**Directions**
A – Which forum usernames appear in the forum thread, counting both post authors and people quoted?
B – Does the forum thread agree with each statement below? Give yes or no for each, along with the words from the thread that settle it, quoted exactly. (i) The first post's writer homeschools their kids. (ii) AmericanStand says every man knows the law against sex with underage girls. (iii) According to AmericanStand, the man asked the girl her age.

**Provided passage**
==========

I'm not saying it's all bad or schools have to be completely abolished. But, these problems are frustrating and many times not improving because the system is being run in a way that seems to really be constraining the local families and communities from having a real shot at making decisions for themselves about what us right for their schools.

So, I look and listen to those problems and feel kind of bad for all those involved. But, I don't agree with being expected to have to focus on fixing it. It's a David and Goliath fight. And, ultimately, I'm not different than anybody else. On some abstract level, we all want the next generation to be prepared for success. But, the real dog in these fights are the parents who really are just all focused on wanting their kids to have a worthwhile successful education.

So, my solution? We Homeschool our kids, and spent tons of time and money to make sure we are handling it. That's realistically the best chance I have to make sure my kids get through childhood educated and prepared, and safe from some of the real dangers and unnecessary hardships that kids is a standard classroom campus face.


----------



## gibbsgirl (May 1, 2013)

As far as protecting kids from child predators, a lot of people do a pretty lousy job, and it's their responsibilty, their kids are dependent on them.

That include not being available to supervise them enough, not teaching kids how to recognize dangers and steer clear, and not being willing to make it abundantly clear to others that targeting their children is not an option that will be readily available or lead to desirable results.

It also includes teaching your kids through words and actions a solid set if standards you find acceptable,vand being sure they are aware that other people's morals, habits, views, etc may be wildly different than yours.

Now that obviously doesn't cover all dangerous or damaging scenarios a child or adult will face.

But, the reality is, if people want to "solve" a lot of problems, this would do a lot. And, as a consequence it would free up a lot of our limited resources to go after finding those people who truly must have outsiders, such as law enforcement, step in and put a stop to deviant behavior.


----------



## AmericanStand (Jul 29, 2014)

Irish Pixie said:


> He broke the law. All men know that it is illegal to have sex with underage girls. Every.single.one. He did anyway either through ignorance or he just didn't care/didn't think he'd get caught
> The bottom line is the guy broke the law. Laws are meant to deter future crime and punish those that did.



Why do you keeps speaking for everyone ?
Not every man or woman even knows any particular law. You might want to use the word MOST more. 

But the discussion here is about your basic premise being wrong most here think the man didn't break the law , that it was wrongly applied. 
You see he didn't intend to break the law. Most seem to think intent is a vital part of the law. 
He asked her age and got a reply that indicated she was a acceptable partner. He then explored that premise what else would you have him do ?
Have you required 3 pieces of ID from every man you dated ? 
OR
Did you take them at their word ?


----------



## gibbsgirl (May 1, 2013)

Irish Pixie said:


> What are your concrete, in the real world suggestions to rectify this type of situation? Make it legal for anyone to have sex with underage kids? What?


I am genuinely curious about your tag line that says "life is short. Break the rules. Forgive quickly...never regret things that made you smile."

After chatting with you on here and reading your posts, how do you feel that should be appropriately applied, or under what circumstances?

==========

(Outline labeling records)

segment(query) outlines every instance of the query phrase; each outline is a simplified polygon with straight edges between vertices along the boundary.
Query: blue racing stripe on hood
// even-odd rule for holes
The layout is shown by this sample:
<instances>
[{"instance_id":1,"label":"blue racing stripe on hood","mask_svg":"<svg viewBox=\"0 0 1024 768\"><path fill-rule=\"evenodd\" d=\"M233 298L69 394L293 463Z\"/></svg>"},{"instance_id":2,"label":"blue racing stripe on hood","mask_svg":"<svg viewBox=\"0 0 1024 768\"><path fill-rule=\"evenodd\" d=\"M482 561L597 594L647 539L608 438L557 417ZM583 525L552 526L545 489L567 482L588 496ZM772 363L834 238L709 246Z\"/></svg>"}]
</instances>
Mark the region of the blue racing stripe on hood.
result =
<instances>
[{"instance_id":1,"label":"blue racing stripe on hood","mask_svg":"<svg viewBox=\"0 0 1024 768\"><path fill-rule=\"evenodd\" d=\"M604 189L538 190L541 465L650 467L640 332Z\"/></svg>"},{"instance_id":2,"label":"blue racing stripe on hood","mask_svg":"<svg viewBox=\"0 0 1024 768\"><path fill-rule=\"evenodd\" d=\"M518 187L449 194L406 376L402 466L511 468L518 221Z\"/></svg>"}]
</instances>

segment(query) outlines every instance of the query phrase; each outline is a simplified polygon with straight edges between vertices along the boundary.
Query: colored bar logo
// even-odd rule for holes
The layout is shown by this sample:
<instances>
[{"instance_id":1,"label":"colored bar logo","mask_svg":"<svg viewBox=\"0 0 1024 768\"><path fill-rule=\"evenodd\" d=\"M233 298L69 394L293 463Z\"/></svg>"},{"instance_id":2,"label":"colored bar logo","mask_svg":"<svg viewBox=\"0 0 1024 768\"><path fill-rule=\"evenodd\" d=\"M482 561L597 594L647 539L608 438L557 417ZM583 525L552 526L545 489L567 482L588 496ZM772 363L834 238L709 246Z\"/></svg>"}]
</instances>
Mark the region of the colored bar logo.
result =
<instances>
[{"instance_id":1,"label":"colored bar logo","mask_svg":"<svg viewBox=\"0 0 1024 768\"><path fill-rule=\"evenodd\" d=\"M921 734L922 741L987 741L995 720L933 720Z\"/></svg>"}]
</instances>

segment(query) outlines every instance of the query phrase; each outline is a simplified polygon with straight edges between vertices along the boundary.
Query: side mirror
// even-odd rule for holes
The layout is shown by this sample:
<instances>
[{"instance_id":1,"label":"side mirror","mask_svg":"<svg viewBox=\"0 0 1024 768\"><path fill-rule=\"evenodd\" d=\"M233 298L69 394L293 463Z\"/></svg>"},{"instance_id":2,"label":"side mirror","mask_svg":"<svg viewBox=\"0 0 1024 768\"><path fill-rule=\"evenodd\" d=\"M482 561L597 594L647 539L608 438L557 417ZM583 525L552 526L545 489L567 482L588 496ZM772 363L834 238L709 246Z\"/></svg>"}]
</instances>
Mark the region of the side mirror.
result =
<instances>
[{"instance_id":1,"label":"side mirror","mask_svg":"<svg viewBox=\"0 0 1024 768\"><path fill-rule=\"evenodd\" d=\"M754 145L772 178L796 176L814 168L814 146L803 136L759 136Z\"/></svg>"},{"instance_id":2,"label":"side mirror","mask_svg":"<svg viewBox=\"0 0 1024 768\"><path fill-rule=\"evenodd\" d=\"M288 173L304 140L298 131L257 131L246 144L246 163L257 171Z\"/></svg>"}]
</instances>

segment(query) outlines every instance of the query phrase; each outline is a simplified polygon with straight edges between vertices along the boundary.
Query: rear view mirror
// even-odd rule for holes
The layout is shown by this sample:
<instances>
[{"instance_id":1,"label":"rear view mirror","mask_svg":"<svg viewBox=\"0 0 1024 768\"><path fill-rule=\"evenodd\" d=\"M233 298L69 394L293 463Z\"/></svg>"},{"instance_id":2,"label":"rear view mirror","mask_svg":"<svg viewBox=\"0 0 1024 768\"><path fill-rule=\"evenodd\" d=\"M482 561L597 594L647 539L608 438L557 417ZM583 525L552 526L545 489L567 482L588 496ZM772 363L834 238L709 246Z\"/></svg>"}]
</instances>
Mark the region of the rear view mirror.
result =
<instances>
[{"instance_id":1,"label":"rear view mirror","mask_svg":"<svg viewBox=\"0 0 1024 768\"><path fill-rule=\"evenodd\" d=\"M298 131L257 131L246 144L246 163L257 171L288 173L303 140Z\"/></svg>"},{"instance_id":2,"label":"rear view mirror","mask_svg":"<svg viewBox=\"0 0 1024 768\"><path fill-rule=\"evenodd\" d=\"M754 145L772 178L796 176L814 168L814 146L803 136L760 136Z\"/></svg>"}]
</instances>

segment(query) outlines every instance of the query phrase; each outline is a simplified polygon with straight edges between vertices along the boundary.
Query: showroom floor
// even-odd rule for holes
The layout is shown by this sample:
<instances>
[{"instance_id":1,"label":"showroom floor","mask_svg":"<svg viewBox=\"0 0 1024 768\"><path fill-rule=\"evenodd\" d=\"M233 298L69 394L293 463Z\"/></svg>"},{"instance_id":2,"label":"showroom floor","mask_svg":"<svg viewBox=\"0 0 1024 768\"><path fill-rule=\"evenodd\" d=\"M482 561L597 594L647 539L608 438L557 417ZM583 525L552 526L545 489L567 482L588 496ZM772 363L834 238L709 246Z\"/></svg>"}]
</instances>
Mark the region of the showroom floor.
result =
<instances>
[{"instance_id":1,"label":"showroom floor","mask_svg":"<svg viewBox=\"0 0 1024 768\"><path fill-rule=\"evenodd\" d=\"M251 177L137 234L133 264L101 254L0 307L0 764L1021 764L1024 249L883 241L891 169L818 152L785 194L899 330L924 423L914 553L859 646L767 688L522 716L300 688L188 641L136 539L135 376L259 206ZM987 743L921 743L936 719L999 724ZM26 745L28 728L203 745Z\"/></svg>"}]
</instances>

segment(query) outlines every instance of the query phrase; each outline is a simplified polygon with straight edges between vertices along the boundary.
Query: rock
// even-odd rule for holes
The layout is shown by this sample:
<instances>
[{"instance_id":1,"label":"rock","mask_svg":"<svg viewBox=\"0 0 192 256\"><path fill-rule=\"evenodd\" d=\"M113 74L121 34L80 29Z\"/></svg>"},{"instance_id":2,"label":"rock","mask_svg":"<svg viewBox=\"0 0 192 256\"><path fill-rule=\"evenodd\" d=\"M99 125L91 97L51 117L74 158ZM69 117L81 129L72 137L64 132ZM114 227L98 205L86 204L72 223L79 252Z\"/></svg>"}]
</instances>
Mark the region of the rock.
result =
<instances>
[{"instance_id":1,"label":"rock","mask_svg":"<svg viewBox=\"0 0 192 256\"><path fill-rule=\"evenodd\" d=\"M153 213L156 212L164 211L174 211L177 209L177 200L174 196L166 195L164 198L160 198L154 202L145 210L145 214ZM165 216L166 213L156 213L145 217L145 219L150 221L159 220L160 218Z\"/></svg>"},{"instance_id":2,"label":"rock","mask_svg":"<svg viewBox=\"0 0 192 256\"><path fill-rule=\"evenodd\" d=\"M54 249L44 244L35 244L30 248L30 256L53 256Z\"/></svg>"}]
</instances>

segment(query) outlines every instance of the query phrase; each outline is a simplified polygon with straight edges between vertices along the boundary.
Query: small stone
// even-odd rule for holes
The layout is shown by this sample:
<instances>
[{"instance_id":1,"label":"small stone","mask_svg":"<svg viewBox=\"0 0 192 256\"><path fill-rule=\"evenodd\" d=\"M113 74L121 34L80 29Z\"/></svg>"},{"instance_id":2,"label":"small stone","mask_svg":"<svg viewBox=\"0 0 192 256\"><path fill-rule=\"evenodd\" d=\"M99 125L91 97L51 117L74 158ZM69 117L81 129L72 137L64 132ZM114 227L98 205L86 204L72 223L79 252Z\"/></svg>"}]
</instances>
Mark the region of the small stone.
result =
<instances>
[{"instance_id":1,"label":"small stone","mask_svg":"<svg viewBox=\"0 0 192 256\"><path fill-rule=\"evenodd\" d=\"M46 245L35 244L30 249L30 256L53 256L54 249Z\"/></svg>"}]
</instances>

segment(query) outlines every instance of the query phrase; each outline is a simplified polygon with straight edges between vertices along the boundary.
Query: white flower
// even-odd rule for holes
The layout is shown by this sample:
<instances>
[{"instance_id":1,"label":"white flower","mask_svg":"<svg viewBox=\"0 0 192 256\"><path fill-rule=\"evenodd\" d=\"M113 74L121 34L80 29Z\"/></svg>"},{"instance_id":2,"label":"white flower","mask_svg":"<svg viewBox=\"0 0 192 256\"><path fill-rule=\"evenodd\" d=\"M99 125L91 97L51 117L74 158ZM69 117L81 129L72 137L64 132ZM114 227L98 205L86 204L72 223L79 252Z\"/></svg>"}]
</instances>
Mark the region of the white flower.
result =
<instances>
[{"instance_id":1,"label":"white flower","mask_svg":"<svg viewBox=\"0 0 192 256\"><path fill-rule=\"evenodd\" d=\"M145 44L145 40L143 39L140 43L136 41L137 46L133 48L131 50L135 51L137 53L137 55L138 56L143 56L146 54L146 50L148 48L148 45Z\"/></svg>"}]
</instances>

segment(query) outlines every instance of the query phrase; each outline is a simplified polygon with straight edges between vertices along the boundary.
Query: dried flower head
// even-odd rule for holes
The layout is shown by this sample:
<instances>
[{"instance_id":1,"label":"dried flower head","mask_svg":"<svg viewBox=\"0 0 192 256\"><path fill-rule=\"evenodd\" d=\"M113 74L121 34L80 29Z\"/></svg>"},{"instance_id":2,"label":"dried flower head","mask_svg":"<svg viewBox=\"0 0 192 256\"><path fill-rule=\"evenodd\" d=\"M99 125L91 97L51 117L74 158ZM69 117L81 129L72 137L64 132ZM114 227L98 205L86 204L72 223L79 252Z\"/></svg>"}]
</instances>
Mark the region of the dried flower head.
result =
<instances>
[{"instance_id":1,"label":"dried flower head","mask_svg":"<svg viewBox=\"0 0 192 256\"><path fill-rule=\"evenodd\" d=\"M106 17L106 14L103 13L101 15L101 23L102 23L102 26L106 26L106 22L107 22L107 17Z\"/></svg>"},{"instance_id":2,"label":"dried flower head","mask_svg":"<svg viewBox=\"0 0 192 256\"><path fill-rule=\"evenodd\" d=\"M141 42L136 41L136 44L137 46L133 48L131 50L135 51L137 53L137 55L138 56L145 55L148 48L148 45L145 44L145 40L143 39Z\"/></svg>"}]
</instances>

==========

**Per-task answers**
A – gibbsgirl, AmericanStand, Irish Pixie

B –
(i) Yes: "We Homeschool our kids"
(ii) No: "Not every man or woman even knows any particular law."
(iii) Yes: "He asked her age and got a reply that indicated she was a acceptable partner."